Exercise A
In the PTSD brain study excerpt, restate the paragraph beginning "Profiling of 32 DLPFC samples" as a short bulleted list that keeps its figures.
Exercise B
From the PTSD brain study excerpt, extract word for word the passage starting at "Next steps that" and ending at "Journal of Psychiatry.".

Selected extract

◇ ◇ ◇ ◇ ◇

Next steps that could bring this research closer to the clinic include studies involving stem cell–derived cells.
“Stem cell–derived cells exposed to stress agents could recapitulate brain stress pathology. Additional research could involve genetic and pharmacologic manipulations of these cells to study mechanisms and develop therapies,” said co-author Kerry J. Ressler, MD, Ph.D., chief scientific officer and chief of the Division of Depression and Anxiety Disorders at McLean Hospital.
“This study is very important because it provides a glimpse into how the brains of individuals struggling with PTSD and depression are similar and different at the cellular and molecular level in a critical region of the brain called the dorsolateral prefrontal cortex,” said Ned H. Kalin, MD, editor-in-chief, American Journal of Psychiatry.
“Using cutting-edge technology, the investigators established specific types of brain cells and specific genes within these cells that differ in their activity levels in relation to these stress-related and frequently co-occurring illnesses. The findings point the way to new cellular and drug targets that may benefit individuals with these disorders.”
About this genetics and mental health research news
Single-Nucleus Transcriptome Profiling of Dorsolateral Prefrontal Cortex: Mechanistic Roles for Neuronal Gene Expression, Including the 17q21.31 Locus, in PTSD Stress Response
Multidisciplinary studies of posttraumatic stress disorder (PTSD) and major depressive disorder (MDD) implicate the dorsolateral prefrontal cortex (DLPFC) in disease risk and pathophysiology. Postmortem brain studies have relied on bulk-tissue RNA sequencing (RNA-seq), but single-cell RNA-seq is needed to dissect cell-type-specific mechanisms. The authors conducted the first single-nucleus RNA-seq postmortem brain study in PTSD to elucidate disease transcriptomic pathology with cell-type-specific resolution.
Profiling of 32 DLPFC samples from 11 individuals with PTSD, 10 with MDD, and 11 control subjects was conducted (∼415K nuclei; >13K cells per sample). A replication sample included 15 DLPFC samples (∼160K nuclei; >11K cells per sample).

◇ ◇ ◇ ◇ ◇

[Segmentation mask data]
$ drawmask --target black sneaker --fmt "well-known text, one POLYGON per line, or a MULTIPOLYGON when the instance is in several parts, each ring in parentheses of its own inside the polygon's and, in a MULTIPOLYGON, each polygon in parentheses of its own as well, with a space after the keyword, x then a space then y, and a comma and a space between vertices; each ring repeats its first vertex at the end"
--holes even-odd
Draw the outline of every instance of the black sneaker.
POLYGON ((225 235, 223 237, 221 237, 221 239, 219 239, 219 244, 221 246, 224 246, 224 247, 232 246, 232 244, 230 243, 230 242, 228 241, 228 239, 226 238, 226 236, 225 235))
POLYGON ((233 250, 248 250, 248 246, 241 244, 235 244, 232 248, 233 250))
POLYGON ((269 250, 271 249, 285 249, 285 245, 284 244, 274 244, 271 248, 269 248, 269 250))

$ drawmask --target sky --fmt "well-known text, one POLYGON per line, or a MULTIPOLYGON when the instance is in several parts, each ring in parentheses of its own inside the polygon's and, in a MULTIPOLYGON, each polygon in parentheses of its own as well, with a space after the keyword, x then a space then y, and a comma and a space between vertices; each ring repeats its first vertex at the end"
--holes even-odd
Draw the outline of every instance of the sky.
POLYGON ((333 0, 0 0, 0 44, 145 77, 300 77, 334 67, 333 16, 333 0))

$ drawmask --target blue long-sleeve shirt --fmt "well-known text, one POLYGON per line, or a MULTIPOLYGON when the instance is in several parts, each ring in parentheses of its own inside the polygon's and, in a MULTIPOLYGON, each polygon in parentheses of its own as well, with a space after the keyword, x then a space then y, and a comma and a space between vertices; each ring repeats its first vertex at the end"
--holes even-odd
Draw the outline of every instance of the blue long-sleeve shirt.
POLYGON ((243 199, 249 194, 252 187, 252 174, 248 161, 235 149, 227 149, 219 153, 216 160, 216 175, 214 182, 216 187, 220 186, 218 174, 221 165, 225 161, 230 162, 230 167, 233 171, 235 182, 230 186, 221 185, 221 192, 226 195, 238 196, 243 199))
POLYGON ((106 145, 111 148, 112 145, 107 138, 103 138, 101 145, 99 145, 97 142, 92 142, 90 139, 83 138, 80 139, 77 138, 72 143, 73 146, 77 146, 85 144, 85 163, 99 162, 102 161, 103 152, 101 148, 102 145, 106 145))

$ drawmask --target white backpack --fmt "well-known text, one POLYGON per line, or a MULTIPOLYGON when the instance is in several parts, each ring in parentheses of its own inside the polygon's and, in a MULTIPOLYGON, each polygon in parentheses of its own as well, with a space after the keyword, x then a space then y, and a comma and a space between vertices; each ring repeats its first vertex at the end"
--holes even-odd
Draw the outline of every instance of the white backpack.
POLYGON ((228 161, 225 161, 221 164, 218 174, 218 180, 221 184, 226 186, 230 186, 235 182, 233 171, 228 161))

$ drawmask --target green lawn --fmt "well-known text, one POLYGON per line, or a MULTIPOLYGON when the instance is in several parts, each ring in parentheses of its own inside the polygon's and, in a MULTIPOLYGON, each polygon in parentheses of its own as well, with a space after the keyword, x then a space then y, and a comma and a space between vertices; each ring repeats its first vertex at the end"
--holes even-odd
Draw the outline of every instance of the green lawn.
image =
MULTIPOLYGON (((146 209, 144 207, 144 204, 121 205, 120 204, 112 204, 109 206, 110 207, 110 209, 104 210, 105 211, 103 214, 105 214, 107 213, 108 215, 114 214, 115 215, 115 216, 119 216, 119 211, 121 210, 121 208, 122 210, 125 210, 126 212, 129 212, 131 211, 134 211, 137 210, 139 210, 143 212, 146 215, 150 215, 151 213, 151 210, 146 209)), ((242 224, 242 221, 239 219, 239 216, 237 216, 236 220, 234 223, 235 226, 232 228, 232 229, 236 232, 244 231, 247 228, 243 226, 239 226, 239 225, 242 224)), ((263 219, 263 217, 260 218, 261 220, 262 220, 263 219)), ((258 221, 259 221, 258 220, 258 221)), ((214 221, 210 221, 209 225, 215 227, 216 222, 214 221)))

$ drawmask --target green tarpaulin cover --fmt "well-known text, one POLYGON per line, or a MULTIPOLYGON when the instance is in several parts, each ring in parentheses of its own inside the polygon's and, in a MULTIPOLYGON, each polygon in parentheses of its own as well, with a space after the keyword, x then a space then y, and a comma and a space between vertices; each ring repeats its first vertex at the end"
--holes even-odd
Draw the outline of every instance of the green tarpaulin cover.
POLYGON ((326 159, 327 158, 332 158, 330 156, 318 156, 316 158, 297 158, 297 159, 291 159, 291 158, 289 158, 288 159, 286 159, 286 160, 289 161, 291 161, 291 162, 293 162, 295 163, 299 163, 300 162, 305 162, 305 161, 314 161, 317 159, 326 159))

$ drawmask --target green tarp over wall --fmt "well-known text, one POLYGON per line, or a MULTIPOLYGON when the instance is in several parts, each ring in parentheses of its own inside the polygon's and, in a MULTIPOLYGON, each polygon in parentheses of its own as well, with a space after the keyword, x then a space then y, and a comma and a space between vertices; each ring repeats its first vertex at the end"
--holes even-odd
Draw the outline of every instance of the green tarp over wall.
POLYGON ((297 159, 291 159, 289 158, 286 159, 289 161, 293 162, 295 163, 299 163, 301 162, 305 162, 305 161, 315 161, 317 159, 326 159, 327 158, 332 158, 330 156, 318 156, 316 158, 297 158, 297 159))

◇ ◇ ◇ ◇ ◇

Response A
- 32 DLPFC samples profiled: 11 from individuals with PTSD, 10 with MDD, 11 control subjects
- About 415K nuclei, with more than 13K cells per sample
- Replication sample: 15 DLPFC samples, about 160K nuclei, more than 11K cells per sample

Response B
Next steps that could bring this research closer to the clinic include studies involving stem cell–derived cells.
“Stem cell–derived cells exposed to stress agents could recapitulate brain stress pathology. Additional research could involve genetic and pharmacologic manipulations of these cells to study mechanisms and develop therapies,” said co-author Kerry J. Ressler, MD, Ph.D., chief scientific officer and chief of the Division of Depression and Anxiety Disorders at McLean Hospital.
“This study is very important because it provides a glimpse into how the brains of individuals struggling with PTSD and depression are similar and different at the cellular and molecular level in a critical region of the brain called the dorsolateral prefrontal cortex,” said Ned H. Kalin, MD, editor-in-chief, American Journal of Psychiatry.